▶ [ACTIVITY] Every line below needs to be reproduced exactly.

▶ [MATERIAL PROVIDED]
··········
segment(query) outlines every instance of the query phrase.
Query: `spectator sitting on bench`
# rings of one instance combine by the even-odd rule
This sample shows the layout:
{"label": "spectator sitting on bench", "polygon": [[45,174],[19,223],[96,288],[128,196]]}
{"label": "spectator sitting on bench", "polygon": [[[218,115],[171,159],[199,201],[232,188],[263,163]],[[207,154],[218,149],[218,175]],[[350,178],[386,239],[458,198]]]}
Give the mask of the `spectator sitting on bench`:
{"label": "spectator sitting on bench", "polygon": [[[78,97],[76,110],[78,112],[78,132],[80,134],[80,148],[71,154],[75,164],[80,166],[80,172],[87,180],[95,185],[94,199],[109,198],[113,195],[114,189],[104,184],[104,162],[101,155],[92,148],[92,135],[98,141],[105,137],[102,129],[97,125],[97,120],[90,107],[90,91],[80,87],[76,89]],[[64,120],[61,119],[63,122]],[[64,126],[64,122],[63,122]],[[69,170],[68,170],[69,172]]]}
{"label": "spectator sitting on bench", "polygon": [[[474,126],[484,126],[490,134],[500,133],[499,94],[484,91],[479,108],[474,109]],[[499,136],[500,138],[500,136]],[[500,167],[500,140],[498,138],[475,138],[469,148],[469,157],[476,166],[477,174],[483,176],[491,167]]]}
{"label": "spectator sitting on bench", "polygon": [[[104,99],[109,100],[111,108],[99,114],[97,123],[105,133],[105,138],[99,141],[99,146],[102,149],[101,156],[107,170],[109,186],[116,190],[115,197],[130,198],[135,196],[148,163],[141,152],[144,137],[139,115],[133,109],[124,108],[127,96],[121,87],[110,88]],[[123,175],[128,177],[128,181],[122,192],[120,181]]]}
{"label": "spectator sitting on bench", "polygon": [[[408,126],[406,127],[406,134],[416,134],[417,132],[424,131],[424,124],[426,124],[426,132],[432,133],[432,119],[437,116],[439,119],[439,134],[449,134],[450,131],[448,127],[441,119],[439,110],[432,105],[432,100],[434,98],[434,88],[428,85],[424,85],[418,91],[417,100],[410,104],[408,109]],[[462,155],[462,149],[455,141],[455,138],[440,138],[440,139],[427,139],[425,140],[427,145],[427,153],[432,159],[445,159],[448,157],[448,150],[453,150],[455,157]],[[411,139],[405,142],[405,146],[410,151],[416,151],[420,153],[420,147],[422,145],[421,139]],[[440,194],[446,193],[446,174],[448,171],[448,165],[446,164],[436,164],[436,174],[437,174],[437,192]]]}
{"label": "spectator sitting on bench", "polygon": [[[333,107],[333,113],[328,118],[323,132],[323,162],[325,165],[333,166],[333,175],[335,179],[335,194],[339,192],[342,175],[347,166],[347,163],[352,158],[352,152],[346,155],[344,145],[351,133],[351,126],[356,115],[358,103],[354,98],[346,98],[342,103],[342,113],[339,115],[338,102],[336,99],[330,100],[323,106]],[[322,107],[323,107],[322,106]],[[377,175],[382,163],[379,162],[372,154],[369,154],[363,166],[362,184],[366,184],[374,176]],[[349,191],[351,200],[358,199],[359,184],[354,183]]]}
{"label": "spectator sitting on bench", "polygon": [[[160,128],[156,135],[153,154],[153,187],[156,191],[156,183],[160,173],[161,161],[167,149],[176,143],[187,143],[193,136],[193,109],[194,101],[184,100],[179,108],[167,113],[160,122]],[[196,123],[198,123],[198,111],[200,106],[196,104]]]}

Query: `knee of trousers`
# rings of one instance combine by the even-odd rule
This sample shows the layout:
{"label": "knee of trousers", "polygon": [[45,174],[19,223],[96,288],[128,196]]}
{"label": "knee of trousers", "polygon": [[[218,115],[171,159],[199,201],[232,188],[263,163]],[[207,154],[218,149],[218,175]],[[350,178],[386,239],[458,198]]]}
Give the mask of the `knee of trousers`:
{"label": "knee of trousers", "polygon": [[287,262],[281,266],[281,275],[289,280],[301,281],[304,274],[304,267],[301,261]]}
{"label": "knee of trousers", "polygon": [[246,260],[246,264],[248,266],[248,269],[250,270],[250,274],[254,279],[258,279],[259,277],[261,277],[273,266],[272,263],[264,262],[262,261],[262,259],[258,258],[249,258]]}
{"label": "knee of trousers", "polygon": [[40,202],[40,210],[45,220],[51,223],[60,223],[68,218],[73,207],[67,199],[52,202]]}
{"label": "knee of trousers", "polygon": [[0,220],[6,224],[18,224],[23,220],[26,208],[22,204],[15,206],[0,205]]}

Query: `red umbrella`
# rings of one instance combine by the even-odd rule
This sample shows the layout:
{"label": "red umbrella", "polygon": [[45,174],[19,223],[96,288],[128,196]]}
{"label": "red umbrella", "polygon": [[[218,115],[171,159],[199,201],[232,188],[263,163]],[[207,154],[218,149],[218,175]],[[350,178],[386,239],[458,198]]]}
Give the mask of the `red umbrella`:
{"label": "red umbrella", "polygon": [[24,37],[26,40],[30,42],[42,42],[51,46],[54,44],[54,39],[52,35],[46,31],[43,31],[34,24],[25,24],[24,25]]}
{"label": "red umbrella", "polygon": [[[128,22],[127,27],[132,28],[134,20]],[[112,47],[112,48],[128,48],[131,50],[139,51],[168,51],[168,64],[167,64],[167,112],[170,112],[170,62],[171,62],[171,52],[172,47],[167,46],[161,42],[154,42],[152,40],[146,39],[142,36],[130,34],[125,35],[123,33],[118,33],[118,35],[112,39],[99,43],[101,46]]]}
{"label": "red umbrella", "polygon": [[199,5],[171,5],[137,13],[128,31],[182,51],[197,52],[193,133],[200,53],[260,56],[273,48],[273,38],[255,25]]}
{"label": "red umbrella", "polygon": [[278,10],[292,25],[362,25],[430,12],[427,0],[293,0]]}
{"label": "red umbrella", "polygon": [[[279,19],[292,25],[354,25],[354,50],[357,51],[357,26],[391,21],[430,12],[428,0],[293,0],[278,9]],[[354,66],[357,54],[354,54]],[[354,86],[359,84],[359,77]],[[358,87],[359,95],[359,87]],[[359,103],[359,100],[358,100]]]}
··········
▶ [RESPONSE TO THE TASK]
segment(query) outlines every instance of the query phrase.
Query: `spectator sitting on bench`
# rings of one instance combine by the even-odd rule
This sample shows the layout:
{"label": "spectator sitting on bench", "polygon": [[45,174],[19,223],[96,288],[128,196]]}
{"label": "spectator sitting on bench", "polygon": [[[218,115],[171,159],[199,201],[232,188],[263,163]],[[207,154],[218,149],[218,175]],[[350,178],[386,239],[458,198]]]}
Give the mask of the `spectator sitting on bench`:
{"label": "spectator sitting on bench", "polygon": [[[78,97],[76,110],[78,112],[78,132],[80,134],[80,148],[71,154],[75,164],[80,166],[80,172],[87,180],[95,185],[94,199],[109,198],[113,195],[114,189],[104,184],[104,162],[101,155],[92,148],[92,135],[98,141],[105,137],[102,129],[97,125],[97,120],[90,107],[90,91],[80,87],[76,89]],[[64,120],[61,119],[63,122]],[[64,126],[64,122],[63,122]],[[69,170],[68,170],[69,172]]]}
{"label": "spectator sitting on bench", "polygon": [[[474,126],[484,126],[490,134],[500,133],[499,94],[484,91],[479,108],[474,109]],[[499,136],[500,138],[500,136]],[[500,167],[500,140],[498,138],[475,138],[469,148],[469,157],[476,166],[477,174],[483,176],[491,167]]]}
{"label": "spectator sitting on bench", "polygon": [[[104,99],[109,100],[111,108],[99,114],[97,123],[105,133],[105,138],[99,141],[99,146],[102,149],[101,156],[107,170],[109,186],[116,190],[115,197],[130,198],[135,196],[148,163],[141,152],[144,137],[139,115],[133,109],[124,108],[127,96],[121,87],[110,88]],[[123,175],[128,177],[128,181],[122,192],[120,181]]]}
{"label": "spectator sitting on bench", "polygon": [[[408,126],[406,127],[406,134],[416,134],[417,132],[424,131],[424,124],[426,124],[426,132],[432,133],[432,119],[437,116],[439,119],[439,134],[449,134],[450,131],[448,127],[441,119],[439,110],[432,105],[432,100],[434,98],[434,88],[428,85],[424,85],[418,91],[417,100],[410,104],[408,109]],[[462,155],[462,149],[455,141],[455,138],[440,138],[440,139],[427,139],[425,140],[427,145],[427,153],[432,159],[445,159],[448,157],[448,150],[453,150],[455,157]],[[411,139],[405,142],[405,146],[410,151],[416,151],[420,153],[420,147],[422,145],[421,139]],[[440,194],[446,193],[446,174],[448,171],[448,165],[446,164],[436,164],[436,174],[437,174],[437,192]]]}
{"label": "spectator sitting on bench", "polygon": [[[333,107],[333,113],[328,118],[323,132],[323,162],[325,165],[333,166],[333,175],[335,179],[335,194],[339,192],[342,175],[347,166],[347,163],[352,158],[352,152],[346,155],[344,145],[351,133],[351,126],[356,115],[358,103],[354,98],[346,98],[342,103],[342,113],[339,115],[338,102],[336,99],[330,100],[323,106]],[[322,107],[323,107],[322,106]],[[377,175],[382,163],[379,162],[372,154],[369,154],[363,166],[362,184],[366,184],[374,176]],[[349,191],[351,200],[358,199],[359,184],[354,183]]]}
{"label": "spectator sitting on bench", "polygon": [[[160,128],[156,135],[153,154],[153,187],[156,191],[156,183],[160,173],[161,161],[167,149],[176,143],[187,143],[193,136],[193,109],[194,101],[184,100],[179,108],[167,113],[160,122]],[[196,123],[198,123],[198,111],[200,106],[196,104]]]}

Query: `knee of trousers`
# rings of one instance combine by the even-odd rule
This sample shows the layout:
{"label": "knee of trousers", "polygon": [[45,174],[19,223],[96,288],[128,196]]}
{"label": "knee of trousers", "polygon": [[[218,115],[171,159],[199,201],[232,188],[263,163]],[[207,154],[218,149],[218,175]],[[350,178],[386,239],[458,198]]]}
Give the mask of the `knee of trousers`:
{"label": "knee of trousers", "polygon": [[287,262],[281,266],[281,275],[289,280],[301,281],[304,274],[304,267],[301,261]]}
{"label": "knee of trousers", "polygon": [[246,260],[246,264],[248,266],[248,269],[250,270],[250,274],[254,279],[258,279],[259,277],[261,277],[273,266],[272,263],[264,262],[262,261],[262,259],[258,258],[249,258]]}
{"label": "knee of trousers", "polygon": [[40,202],[40,210],[45,220],[51,223],[60,223],[68,218],[73,207],[67,199],[52,202]]}
{"label": "knee of trousers", "polygon": [[0,220],[6,224],[18,224],[23,220],[26,208],[22,204],[15,206],[0,205]]}

Query: `red umbrella`
# rings of one instance combine by the even-odd rule
This sample shows the layout:
{"label": "red umbrella", "polygon": [[45,174],[19,223],[96,288],[128,196]]}
{"label": "red umbrella", "polygon": [[[218,115],[171,159],[199,201],[232,188],[263,163]],[[207,154],[218,149],[218,175]],[[350,178],[386,239],[458,198]]]}
Give the mask of the `red umbrella`:
{"label": "red umbrella", "polygon": [[24,37],[26,40],[30,42],[42,42],[51,46],[54,44],[54,39],[52,35],[46,31],[43,31],[34,24],[25,24],[24,25]]}
{"label": "red umbrella", "polygon": [[[128,22],[127,27],[132,28],[134,20]],[[112,47],[112,48],[128,48],[131,50],[139,51],[168,51],[168,64],[167,64],[167,112],[170,112],[170,62],[171,62],[171,52],[172,47],[167,46],[161,42],[154,42],[152,40],[146,39],[142,36],[130,34],[125,35],[123,33],[118,33],[118,35],[112,39],[99,43],[101,46]]]}
{"label": "red umbrella", "polygon": [[199,5],[171,5],[137,13],[128,31],[182,51],[197,52],[193,133],[200,53],[260,56],[273,48],[273,38],[255,25]]}
{"label": "red umbrella", "polygon": [[278,10],[292,25],[362,25],[430,12],[427,0],[293,0]]}
{"label": "red umbrella", "polygon": [[[279,19],[292,25],[354,25],[354,50],[357,51],[357,26],[391,21],[430,12],[428,0],[293,0],[278,9]],[[354,66],[357,54],[354,54]],[[354,86],[359,84],[359,77]],[[358,87],[359,95],[359,87]],[[359,103],[359,100],[358,100]]]}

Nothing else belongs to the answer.